SOURCE EXTRACT »
Reset

The virtual shouting stops on the boat. My compulsion to check the noise evaporates with the loss of signal, the lack of Wi-Fi.  Once the grey green water of the harbour becomes ocean, the colour of a newborn’s eyes. A colour that holds the answers to everything.

When we arrive two hours later the blue changes again. Transparent and vibrant like blue heaven jelly. A giant bowl of it. Viewed from above the sharks and turtles and rays could be gummi lollies, if they weren’t moving. If they hadn’t been moving through these waters for thousands of years. Long before we came with all the awkward gear that allows us to breathe under water.

One of the first days. On the five-minute boat trip to the outer reef. We squint. It looks like a flipper, just piercing the glassy water in the distance. A dolphin? We draw closer. Engine cut. And there – barely below the surface, four metres of magnificence, mouth parts welcoming plankton. Silver, grey, black, and white – a giant silk handkerchief shimmering in the sun, billowing on the tide. A manta ray, gracing us with a moment of awe.

On another day it is dolphins, close enough to see their skin shining in the sunlight with each arc above the water.

Snorkelling off the beach. Impossibly sleek reef sharks glide close. Black and white tipped. Small eyed. Large nosed. Clown fish dart in and out of their protective anemones. Symbiosis. Ears submerged I hear parrot fish crunching coral. Their jewel tones on steroids and perfect fin flaps almost make even me believe in a god.

I hover clumsily next to unperturbed turtles. They breakfast while my breath moves noisily through my snorkel.  Blank black eyes focussed on each mouthful of sea grass or coral. The patterns on their heads and shells are intricate as fingerprints. Neck skin concertinaed in wrinkles. And when one glides off unhurried, I flap along beside her, eager to witness her surface for breath.

[Records from a dataset]

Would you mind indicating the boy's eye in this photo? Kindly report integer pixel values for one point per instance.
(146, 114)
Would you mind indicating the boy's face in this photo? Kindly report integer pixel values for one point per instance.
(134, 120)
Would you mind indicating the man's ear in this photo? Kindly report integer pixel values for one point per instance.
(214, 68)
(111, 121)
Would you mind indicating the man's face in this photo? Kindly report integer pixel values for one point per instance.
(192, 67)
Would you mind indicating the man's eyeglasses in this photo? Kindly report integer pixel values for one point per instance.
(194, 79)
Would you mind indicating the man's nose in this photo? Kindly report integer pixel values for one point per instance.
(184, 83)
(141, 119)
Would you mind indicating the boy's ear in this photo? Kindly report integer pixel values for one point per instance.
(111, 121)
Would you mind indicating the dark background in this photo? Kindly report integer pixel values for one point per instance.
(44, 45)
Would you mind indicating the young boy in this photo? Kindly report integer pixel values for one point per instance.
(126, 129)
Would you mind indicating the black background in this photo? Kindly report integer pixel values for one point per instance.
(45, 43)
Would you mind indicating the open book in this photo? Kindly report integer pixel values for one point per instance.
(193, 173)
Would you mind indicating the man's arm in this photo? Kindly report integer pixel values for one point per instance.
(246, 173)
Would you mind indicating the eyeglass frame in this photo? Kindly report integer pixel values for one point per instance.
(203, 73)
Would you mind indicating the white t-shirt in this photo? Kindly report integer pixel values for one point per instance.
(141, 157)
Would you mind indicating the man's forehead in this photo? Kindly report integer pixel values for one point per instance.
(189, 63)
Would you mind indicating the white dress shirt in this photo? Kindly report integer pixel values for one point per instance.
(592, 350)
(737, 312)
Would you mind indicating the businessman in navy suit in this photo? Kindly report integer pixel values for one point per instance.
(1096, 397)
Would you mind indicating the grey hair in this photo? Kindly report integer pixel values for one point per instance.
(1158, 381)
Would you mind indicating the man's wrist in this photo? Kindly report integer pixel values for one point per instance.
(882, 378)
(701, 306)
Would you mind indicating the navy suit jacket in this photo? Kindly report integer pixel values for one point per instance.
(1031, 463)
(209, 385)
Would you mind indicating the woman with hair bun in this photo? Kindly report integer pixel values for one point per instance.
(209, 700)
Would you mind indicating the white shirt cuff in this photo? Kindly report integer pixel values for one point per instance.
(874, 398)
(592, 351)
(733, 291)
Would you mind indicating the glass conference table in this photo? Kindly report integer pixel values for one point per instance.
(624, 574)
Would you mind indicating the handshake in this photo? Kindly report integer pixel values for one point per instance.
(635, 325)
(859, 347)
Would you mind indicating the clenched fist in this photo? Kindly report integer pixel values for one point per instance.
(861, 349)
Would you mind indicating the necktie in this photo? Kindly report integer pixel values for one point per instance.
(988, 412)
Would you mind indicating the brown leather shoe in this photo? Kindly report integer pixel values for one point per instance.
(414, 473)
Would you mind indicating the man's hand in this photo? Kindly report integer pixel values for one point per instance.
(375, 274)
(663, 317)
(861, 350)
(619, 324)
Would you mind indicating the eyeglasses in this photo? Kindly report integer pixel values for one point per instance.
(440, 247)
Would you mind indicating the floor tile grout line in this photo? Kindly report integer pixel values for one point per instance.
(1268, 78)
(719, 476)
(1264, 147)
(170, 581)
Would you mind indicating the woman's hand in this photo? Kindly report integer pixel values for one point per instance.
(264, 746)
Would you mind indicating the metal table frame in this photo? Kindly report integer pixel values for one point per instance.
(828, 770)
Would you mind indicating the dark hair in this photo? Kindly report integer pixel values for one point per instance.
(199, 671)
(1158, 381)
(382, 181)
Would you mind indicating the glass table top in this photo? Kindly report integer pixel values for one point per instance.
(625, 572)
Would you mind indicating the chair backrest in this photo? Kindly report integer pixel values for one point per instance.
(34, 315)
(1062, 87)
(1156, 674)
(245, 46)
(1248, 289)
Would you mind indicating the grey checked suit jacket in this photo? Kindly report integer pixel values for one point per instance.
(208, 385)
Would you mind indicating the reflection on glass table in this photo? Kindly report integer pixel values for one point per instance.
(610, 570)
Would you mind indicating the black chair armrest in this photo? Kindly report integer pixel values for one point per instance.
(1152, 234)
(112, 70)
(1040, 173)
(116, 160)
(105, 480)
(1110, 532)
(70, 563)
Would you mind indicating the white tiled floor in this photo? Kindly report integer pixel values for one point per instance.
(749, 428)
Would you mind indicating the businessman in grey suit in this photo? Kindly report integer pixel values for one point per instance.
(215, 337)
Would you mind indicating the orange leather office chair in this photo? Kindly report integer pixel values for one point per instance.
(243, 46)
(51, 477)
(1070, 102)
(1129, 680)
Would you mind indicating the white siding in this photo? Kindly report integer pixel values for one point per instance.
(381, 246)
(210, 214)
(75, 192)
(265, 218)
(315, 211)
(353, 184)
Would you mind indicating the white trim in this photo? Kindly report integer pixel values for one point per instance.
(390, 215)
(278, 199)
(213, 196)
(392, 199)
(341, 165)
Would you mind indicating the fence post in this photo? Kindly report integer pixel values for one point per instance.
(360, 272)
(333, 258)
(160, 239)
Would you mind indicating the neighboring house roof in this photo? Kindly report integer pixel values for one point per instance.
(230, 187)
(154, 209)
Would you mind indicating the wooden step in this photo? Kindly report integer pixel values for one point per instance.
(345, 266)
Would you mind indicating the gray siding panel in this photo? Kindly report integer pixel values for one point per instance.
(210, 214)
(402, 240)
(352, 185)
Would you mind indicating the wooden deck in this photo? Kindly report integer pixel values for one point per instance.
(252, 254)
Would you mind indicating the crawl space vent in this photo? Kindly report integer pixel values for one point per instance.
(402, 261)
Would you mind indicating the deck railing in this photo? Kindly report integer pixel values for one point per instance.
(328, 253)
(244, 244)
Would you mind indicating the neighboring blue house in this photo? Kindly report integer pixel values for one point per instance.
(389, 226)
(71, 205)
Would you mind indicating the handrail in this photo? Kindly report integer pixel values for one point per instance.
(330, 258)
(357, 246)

REQUIRED TASKS »
a: Copy the reef essay word for word, starting with "On another day" and going on through "surface for breath.".
b: In the reef essay, what does the narrator hear while snorkeling with ears submerged?
c: Continue the reef essay from where it stops, picking up after the turtle swims off.
None of the lines above are needed.

PER-TASK ANSWERS »
a:
On another day it is dolphins, close enough to see their skin shining in the sunlight with each arc above the water.

Snorkelling off the beach. Impossibly sleek reef sharks glide close. Black and white tipped. Small eyed. Large nosed. Clown fish dart in and out of their protective anemones. Symbiosis. Ears submerged I hear parrot fish crunching coral. Their jewel tones on steroids and perfect fin flaps almost make even me believe in a god.

I hover clumsily next to unperturbed turtles. They breakfast while my breath moves noisily through my snorkel.  Blank black eyes focussed on each mouthful of sea grass or coral. The patterns on their heads and shells are intricate as fingerprints. Neck skin concertinaed in wrinkles. And when one glides off unhurried, I flap along beside her, eager to witness her surface for breath.

b: Parrot fish crunching coral.

c:
Each evening the birds return to the island. Hundreds and hundreds fly in on the sunset as it paints a golden red carpet on the water. I could walk into forever on it. In thirty seconds, a minute at most, as a reminder that the earth still turns, the last of the sun slips into the sea like a burning coin.

In between snorkels I read. Paper and ink books. Several.

For a week, whenever I close my eyes, fish, coral, sea stars, sea cucumbers, velvety clam lips, swirling fish, play on the inside of my eyelids. I didn’t take a camera into the water with me this time. Too distracting. I take my eyelid footage with me instead.

The release from screen suction untethers me from the endless frenetic opinions and largely meaningless activity social media hurls into my brain. This passively acquired ‘content’ vacuums up my time and energy and adds nothing to my life.

I arrive home. Feelings mixed. I could have stayed and stayed. I am also relieved. The tension of possibly forgetting either or both of the two separately packed sets of medication I travel with releases. The fear of my Bipolar disorder wrecking our holiday evaporates. Because it didn’t happen. This time. It doesn’t have a good track record for respecting holidays.

I love being removed from the rest of the world. But there is a flip side. Travelling somewhere remote with no access to doctors, pharmacists and no means of contacting them, means I travel with an undercurrent of fear. The potential of having especially a psychotic episode when cut off from all of the support I need to treat it, fills me with horror.

My re-entry into signal, Wi-Fi, and responsibilities is an opportunity for a reset. Pruning and muting the unnecessary followings. Being a bit more mindful about the world my phone dumps into my head when I pick it up. Reading paper and ink books at bedtime…

And when things get hectic again – because they will – I will dip into one of my favourite pieces of footage from the time away:

On the last day. In the water. Just off the edge of the reef. Magic appears with the majestic passage of three mantas below us. Close enough for sunlight to make them shine and glisten with each leisurely flap of their wings. Impossible for anything else to exist in this bubble of time. They gradually dissolve into the deep and leave behind joy, a lifelong memory, and an elated expression on my daughter’s face.